__Data records__.
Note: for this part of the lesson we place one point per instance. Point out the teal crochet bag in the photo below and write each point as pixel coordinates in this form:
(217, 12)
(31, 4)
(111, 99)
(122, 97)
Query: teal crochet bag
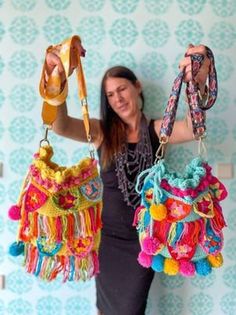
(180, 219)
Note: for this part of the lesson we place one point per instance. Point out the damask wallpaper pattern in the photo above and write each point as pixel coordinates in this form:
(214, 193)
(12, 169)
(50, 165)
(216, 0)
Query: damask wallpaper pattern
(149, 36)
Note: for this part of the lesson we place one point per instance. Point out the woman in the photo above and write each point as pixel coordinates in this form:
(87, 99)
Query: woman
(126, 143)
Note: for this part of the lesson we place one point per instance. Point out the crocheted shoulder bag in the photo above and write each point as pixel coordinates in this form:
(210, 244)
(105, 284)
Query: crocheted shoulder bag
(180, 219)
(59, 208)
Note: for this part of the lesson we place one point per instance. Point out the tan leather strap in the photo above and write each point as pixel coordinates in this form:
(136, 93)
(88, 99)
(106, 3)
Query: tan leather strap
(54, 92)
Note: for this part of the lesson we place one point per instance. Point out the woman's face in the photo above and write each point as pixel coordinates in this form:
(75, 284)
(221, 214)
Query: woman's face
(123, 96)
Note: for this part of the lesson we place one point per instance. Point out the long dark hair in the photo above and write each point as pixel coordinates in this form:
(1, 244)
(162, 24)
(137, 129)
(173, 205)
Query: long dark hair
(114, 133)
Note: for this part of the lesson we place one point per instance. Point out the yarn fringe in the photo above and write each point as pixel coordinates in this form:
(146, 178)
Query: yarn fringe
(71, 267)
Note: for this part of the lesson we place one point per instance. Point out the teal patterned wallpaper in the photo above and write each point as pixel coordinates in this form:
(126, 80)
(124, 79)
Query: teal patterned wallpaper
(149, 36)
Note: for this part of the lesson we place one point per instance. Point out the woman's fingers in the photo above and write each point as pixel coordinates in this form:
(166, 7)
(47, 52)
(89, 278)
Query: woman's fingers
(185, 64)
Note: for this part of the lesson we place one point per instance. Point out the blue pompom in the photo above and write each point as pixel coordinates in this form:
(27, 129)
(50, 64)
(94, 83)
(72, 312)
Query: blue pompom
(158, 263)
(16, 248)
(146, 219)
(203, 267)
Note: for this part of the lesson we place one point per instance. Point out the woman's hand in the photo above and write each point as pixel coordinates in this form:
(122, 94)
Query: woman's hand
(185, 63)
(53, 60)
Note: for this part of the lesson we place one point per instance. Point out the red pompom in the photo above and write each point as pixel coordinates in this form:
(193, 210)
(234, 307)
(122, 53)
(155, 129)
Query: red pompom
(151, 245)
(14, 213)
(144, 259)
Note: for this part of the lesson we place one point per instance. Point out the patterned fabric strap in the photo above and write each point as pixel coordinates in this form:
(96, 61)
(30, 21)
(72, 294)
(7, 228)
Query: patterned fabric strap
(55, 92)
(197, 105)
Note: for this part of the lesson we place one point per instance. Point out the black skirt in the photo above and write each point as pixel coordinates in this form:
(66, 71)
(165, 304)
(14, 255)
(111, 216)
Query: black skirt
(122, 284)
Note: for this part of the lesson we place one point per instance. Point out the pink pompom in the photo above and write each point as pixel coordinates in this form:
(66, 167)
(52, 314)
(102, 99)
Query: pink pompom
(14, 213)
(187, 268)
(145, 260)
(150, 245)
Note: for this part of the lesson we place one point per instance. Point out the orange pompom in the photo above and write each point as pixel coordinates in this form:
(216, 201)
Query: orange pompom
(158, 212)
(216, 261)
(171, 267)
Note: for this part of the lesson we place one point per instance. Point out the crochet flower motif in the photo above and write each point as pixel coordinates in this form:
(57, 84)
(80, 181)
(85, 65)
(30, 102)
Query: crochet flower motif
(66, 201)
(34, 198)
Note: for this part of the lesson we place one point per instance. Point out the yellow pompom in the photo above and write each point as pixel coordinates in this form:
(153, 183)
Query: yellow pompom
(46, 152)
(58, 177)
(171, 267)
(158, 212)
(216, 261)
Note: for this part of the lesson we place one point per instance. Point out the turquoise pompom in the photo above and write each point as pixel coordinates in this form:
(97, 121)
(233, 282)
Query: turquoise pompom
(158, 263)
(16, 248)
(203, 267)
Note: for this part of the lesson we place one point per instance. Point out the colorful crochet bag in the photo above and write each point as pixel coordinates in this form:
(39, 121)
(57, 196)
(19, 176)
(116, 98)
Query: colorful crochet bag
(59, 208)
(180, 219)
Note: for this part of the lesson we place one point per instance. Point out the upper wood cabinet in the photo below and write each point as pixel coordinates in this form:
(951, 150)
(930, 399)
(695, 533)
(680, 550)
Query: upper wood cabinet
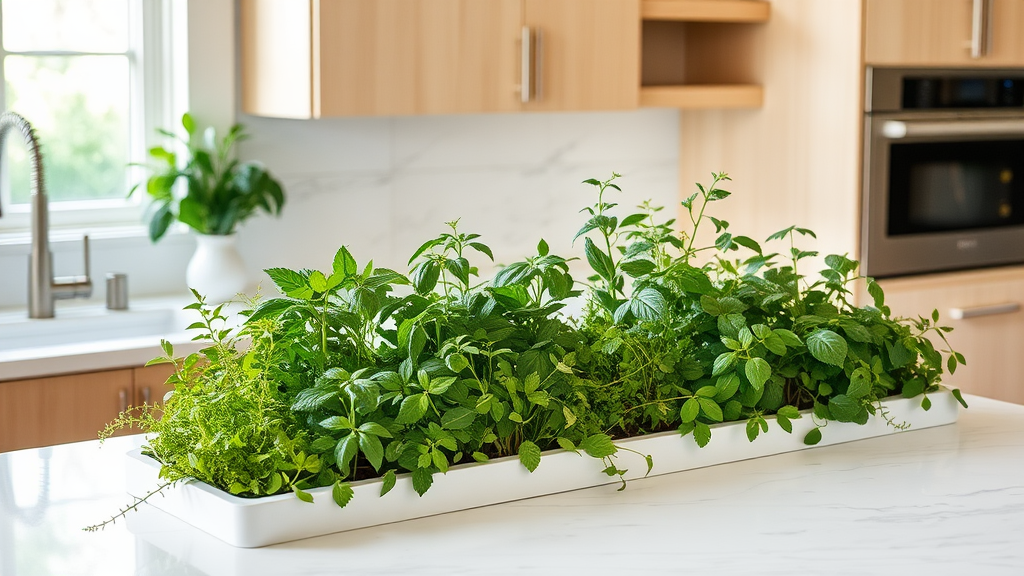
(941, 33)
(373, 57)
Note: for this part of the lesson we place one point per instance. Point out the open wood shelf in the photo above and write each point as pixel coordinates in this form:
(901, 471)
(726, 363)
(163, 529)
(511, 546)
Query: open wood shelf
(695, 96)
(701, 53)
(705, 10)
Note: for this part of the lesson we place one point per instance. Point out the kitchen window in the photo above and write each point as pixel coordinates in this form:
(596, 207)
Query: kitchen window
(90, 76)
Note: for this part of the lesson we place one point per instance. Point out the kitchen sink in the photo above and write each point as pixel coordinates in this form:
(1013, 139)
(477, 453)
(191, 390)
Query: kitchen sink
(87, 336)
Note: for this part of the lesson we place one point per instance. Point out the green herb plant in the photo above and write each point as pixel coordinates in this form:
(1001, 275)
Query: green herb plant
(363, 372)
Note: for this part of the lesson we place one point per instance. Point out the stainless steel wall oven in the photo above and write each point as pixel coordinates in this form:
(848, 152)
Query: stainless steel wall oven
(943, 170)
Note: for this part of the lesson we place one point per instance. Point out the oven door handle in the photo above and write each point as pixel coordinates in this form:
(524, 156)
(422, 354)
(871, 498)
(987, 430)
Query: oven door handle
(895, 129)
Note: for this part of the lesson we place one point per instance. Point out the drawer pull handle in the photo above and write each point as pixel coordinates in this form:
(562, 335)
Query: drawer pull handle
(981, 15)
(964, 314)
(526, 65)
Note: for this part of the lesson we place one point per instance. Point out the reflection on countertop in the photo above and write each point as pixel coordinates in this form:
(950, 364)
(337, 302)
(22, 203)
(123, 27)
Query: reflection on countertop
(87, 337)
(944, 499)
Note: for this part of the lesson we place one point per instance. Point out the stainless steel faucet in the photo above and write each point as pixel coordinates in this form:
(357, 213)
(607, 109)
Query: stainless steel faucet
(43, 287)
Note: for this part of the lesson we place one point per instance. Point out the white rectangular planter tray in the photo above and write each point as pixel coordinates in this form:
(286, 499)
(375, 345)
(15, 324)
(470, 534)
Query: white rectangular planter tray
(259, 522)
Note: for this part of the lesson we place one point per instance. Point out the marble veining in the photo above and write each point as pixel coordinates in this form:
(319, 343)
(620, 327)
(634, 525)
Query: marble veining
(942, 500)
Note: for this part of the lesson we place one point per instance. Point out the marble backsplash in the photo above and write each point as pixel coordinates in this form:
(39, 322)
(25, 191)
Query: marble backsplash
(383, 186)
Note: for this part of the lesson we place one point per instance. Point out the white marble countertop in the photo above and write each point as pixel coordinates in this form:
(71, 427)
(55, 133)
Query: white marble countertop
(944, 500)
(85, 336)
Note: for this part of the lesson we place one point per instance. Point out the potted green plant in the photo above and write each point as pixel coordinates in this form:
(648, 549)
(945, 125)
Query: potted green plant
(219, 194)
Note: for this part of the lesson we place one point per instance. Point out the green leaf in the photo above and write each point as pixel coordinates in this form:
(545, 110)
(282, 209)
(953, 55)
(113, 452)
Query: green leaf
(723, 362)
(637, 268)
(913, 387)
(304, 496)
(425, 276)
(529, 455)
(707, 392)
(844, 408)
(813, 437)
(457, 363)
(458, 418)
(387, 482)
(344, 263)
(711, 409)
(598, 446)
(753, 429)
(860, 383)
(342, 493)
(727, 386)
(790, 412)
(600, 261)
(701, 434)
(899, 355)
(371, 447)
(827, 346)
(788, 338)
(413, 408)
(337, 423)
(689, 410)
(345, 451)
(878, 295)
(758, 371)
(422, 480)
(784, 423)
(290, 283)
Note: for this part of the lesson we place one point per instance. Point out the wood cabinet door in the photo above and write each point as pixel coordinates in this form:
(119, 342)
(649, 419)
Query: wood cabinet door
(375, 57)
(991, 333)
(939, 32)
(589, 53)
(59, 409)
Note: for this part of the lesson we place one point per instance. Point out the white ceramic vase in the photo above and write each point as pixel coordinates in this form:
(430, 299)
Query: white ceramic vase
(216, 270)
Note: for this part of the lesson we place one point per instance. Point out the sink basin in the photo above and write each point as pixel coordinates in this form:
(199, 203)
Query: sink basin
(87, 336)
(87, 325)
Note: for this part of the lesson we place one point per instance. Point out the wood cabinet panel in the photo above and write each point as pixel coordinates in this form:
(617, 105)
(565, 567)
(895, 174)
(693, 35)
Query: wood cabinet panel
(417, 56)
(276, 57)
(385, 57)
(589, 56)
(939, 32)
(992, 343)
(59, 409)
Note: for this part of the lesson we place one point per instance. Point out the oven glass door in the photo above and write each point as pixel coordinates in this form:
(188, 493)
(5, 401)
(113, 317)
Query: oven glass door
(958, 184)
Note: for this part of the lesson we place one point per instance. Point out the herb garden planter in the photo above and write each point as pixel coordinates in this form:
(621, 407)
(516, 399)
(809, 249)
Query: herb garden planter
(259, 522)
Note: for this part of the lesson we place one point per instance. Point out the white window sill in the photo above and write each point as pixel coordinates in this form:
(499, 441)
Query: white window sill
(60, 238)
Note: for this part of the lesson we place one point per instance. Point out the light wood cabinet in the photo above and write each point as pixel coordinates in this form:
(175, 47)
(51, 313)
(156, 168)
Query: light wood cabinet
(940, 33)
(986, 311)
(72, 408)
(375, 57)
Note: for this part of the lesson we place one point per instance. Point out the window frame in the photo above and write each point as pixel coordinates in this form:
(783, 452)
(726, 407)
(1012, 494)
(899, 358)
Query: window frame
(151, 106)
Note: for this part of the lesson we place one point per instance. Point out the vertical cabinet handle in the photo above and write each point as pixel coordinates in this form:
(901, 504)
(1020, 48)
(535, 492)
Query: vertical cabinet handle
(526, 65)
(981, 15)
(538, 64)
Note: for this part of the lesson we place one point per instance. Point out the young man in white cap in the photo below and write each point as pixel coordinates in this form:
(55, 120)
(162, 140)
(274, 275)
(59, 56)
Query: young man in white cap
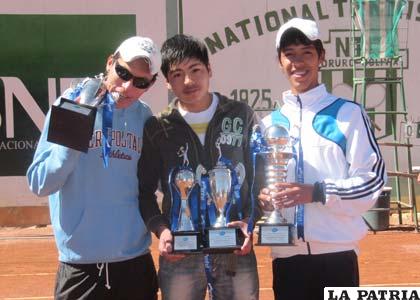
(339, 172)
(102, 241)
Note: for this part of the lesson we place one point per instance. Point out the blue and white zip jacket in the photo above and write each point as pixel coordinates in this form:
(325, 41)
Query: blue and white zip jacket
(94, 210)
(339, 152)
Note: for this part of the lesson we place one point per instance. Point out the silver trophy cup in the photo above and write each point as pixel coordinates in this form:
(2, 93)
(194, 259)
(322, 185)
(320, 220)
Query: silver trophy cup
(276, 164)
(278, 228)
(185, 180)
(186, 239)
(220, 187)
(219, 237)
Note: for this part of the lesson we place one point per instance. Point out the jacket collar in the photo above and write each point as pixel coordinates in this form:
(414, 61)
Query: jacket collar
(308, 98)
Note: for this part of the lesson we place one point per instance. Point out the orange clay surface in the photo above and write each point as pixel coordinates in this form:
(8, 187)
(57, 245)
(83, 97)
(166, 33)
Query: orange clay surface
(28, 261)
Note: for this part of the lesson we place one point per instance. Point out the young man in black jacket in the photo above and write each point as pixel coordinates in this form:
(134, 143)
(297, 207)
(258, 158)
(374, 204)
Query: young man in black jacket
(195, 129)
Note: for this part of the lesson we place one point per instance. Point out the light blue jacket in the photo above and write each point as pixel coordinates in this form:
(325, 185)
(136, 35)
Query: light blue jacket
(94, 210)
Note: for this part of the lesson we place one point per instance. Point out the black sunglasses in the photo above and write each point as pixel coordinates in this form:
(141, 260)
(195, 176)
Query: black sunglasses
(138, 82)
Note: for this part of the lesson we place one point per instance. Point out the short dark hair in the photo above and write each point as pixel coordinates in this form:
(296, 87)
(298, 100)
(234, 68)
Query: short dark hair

__Exercise description__.
Only the lines containing "short" are needed; copy each of them from the data.

__Answer to this task__.
Note: for this part of the lesson we place one point per instance. Point out the short dark hair in the photo above and write each point as pixel coordinates in this form:
Query: short dark hair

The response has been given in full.